_CUPLIKAN ARTIKEL_:

* * * * *

Info

Jangan Disembelih, Begini Penanganan Bangkai Hewan Terkena Antraks

Masyarakat untuk jangan mengolah daging hewan yang terdiagnosis atau diduga telah terkena antraks.

Yasinta Rahmawati | Rosiana Chozanah

Ilustrasi sapi (Pixabay/wernerdetjen)
Ilustrasi sapi (Pixabay/wernerdetjen)

Himedik.com - Kejadian Luar Biasa (KLB) antraks yang mewabah di Kabupaten Gunungkidul cukup membuat masyarakat khawatir. Tapi Dekan Fakultas Peternakan UGM, Ali Agus, mengatakan kita harus tetap berperilaku sebaliknya.

"Jangan takut berlebihan, yang penting tetap siaga," ujar  Ali Agus, ketika ditemui Himedik, di Kantor Pusat UGM, Sabtu (18/1/2020).

Sebenarnya, wabah antraks ini bukanlah hal baru di wilayah Kabupaten Gunungkidul. Sebelumnya pernah terjadi wabah yang sama pada 2017 silam, dan sekarang muncul kembali.

* * * * *

_DATA YANG DITAMPILKAN_:
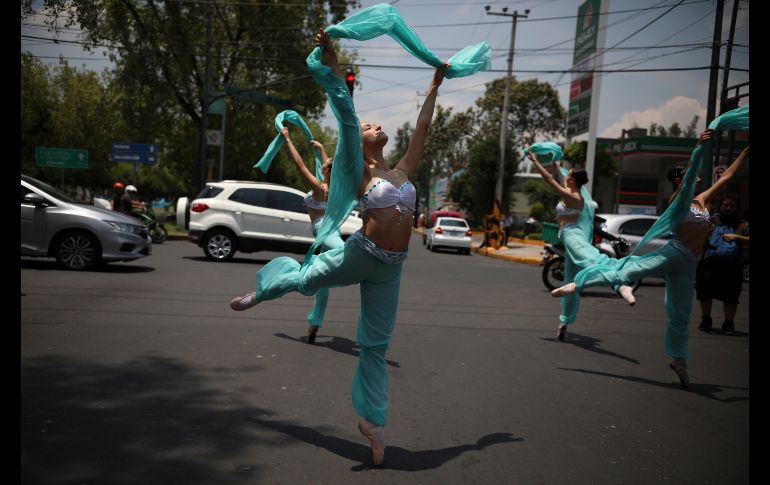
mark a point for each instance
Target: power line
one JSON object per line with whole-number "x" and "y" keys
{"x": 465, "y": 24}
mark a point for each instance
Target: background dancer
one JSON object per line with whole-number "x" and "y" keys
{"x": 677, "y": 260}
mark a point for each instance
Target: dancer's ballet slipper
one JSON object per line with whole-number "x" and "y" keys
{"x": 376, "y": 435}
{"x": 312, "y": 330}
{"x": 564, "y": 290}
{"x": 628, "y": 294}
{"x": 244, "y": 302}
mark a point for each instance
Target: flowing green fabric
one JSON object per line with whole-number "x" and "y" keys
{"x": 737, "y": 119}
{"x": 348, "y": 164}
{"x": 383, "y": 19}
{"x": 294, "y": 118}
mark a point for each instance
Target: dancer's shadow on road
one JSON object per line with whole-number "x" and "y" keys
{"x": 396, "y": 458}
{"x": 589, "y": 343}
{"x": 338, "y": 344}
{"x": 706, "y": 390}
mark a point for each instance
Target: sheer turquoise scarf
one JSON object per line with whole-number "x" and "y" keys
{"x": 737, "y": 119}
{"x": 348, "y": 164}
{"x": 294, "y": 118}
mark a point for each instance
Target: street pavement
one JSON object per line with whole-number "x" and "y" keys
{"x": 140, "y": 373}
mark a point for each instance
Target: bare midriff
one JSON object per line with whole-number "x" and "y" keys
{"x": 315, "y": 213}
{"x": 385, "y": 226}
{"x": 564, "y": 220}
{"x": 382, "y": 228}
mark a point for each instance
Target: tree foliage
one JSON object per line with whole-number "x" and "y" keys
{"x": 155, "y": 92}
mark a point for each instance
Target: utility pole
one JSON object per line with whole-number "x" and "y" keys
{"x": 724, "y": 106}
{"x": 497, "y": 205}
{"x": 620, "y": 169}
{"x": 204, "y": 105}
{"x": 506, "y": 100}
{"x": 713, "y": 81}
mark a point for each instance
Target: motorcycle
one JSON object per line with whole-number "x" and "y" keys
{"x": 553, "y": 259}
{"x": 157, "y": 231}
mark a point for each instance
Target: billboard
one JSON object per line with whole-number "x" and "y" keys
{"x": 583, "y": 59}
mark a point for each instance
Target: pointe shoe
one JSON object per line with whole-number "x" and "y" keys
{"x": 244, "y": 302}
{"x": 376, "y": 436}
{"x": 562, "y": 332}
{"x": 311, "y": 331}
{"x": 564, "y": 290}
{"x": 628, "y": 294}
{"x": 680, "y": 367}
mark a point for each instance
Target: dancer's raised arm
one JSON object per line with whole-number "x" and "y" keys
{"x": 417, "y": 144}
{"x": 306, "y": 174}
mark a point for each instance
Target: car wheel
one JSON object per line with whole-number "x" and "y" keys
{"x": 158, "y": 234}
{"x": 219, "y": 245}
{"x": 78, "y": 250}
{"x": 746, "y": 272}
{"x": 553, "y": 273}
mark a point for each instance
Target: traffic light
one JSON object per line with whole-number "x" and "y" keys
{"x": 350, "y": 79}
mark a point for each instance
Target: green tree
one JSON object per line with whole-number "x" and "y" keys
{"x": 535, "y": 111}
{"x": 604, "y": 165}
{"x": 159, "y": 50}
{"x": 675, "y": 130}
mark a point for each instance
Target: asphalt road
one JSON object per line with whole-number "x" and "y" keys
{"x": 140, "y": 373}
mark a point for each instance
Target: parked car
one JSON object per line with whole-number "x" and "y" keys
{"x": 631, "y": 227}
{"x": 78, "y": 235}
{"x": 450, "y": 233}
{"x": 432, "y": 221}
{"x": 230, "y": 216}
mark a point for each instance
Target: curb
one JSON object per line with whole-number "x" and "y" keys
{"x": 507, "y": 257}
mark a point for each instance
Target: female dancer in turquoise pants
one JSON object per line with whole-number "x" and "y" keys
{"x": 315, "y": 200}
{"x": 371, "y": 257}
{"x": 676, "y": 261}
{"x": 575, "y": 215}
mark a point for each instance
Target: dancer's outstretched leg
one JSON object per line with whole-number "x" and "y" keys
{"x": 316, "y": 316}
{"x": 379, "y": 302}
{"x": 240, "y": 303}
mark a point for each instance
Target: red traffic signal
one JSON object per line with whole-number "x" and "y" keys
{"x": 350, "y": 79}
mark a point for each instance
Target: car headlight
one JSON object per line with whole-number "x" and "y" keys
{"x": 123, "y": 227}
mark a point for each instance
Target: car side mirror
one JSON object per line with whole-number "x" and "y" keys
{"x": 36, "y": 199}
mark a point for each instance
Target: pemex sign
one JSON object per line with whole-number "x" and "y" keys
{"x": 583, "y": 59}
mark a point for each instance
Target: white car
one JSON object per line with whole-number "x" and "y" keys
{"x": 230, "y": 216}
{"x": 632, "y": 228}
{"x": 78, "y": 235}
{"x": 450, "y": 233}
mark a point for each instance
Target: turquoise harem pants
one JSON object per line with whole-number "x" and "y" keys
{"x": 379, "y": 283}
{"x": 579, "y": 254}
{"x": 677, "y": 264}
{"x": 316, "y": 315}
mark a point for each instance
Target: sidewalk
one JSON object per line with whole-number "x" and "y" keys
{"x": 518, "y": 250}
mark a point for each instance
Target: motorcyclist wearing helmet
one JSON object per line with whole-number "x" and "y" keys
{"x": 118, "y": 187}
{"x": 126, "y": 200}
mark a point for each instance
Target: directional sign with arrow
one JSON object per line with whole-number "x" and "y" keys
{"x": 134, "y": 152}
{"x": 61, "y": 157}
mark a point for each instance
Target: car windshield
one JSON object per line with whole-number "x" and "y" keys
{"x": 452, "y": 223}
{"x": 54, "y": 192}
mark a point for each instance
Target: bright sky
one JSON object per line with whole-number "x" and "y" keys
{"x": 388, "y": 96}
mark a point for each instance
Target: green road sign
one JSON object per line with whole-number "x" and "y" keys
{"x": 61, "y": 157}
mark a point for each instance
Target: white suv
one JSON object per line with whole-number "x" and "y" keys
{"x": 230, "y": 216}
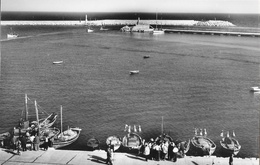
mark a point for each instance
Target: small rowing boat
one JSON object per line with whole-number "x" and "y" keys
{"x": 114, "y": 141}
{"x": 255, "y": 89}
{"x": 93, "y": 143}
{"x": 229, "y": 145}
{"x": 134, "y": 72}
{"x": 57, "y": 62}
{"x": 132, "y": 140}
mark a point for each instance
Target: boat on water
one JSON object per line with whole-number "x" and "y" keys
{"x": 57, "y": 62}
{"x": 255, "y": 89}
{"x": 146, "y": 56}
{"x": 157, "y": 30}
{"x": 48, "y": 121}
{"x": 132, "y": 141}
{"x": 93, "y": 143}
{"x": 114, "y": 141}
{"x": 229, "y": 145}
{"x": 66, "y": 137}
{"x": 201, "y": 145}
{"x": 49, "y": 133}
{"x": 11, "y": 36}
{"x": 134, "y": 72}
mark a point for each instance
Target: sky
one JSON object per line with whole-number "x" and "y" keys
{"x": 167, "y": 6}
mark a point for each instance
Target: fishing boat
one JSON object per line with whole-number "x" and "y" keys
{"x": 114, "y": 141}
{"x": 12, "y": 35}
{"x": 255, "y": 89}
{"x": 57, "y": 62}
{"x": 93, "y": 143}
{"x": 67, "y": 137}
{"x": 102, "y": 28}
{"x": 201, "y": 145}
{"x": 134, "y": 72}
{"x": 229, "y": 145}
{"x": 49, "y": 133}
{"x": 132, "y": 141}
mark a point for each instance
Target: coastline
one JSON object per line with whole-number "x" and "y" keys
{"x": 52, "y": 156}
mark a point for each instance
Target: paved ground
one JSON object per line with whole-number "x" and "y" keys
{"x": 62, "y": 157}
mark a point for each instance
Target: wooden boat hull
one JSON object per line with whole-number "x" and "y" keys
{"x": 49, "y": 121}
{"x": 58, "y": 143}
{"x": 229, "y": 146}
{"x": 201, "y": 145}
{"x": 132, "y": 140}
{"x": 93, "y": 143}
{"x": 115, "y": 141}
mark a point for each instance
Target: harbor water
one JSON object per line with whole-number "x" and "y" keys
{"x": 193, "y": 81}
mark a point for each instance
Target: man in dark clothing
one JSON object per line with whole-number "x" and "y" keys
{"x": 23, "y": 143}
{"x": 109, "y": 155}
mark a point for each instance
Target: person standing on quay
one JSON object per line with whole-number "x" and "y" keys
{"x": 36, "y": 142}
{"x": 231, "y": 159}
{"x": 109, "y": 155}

* * * * *

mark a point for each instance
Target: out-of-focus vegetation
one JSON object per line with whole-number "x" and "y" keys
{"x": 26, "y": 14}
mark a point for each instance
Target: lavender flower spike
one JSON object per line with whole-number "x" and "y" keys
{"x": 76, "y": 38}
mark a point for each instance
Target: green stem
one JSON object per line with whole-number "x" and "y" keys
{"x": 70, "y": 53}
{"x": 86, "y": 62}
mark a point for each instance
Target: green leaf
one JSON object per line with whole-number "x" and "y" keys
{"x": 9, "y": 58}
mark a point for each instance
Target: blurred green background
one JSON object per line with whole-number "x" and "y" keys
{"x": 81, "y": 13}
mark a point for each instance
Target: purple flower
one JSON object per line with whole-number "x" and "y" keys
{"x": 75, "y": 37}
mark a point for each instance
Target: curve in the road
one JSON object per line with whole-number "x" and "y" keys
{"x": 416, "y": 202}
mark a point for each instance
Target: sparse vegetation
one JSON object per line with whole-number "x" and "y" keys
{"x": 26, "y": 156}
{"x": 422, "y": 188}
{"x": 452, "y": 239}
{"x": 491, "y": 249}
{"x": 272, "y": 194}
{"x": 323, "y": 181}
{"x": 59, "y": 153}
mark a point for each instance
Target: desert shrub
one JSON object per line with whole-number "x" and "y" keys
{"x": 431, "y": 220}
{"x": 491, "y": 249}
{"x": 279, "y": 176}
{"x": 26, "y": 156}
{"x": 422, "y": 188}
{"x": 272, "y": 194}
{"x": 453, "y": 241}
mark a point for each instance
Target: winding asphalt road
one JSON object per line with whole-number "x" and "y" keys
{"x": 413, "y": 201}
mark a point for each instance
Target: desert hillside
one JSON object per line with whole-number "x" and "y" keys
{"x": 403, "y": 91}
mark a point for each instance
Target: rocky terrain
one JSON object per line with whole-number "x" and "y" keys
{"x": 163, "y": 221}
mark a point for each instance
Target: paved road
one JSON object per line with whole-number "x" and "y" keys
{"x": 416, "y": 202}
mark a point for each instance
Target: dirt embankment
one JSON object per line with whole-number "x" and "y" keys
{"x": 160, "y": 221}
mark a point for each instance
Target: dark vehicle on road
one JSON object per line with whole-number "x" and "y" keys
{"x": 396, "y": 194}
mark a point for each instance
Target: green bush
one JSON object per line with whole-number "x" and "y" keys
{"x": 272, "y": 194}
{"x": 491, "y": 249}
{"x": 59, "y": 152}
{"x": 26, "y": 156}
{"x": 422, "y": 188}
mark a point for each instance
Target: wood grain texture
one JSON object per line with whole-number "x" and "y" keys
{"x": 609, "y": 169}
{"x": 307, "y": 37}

* * * * *

_DAFTAR KEGIATAN_:
a – Dalam artikel tentang wabah antraks, tahun berapa wabah yang sama pernah terjadi di Kabupaten Gunungkidul sebelumnya?
b – Teruskan artikel tentang wabah antraks, mulai dari sesudah kalimat terakhirnya.

_KUNCI JAWABAN_:
a – Pada tahun 2017.

b –
Pakar mikrobiologi Fakultas Kedokteran Hewan UGM, Agnesia Endang Tri Hastuti Wahyuni, mengatakan antraks atau penyakit sapi gila ini disebabkan oleh spora dari bakteri Bacillus anthracis.

Spora inilah yang kemudian menyebabkan penyakit antraks, baik pada hewan maupun manusia.

Profesor Wahyuni (Rosiana/Himedik)
Profesor Wahyuni (Rosiana/Himedik)

"Spora inilah yang menjadi masalah sampai sekarang. Karena dengan spora ini, penyakit akan terus menerus ada. kalau bakterinya sendiri, dengan pemanasan 56 derajat Celcius selama 30 menit itu akan mati," ujar Wahyuni.

Penularan penyakit antraks terhadap manusia sendiri termanifestasi dalam tiga macam, yaitu antraks kulit yang terjadi ketika manusia melakukan kontak langsung dengan binatang yang sakit atau mati, antraks pencernaan yang terjadi ketika manusia mengonsumsi daging hewan yang terdiagnosis antraks, atau antraks pernapasan melalui spora antraks yang terhirup.

Untuk kasus di Kabupaten Gunungkidul ini, sebagian besar kasus terjadi karena masyarakat mengonsumsi daging ternak yang mati atau sakit. Artinya, antraks yang dialami oleh masyarakat adalah antraks pencernaan.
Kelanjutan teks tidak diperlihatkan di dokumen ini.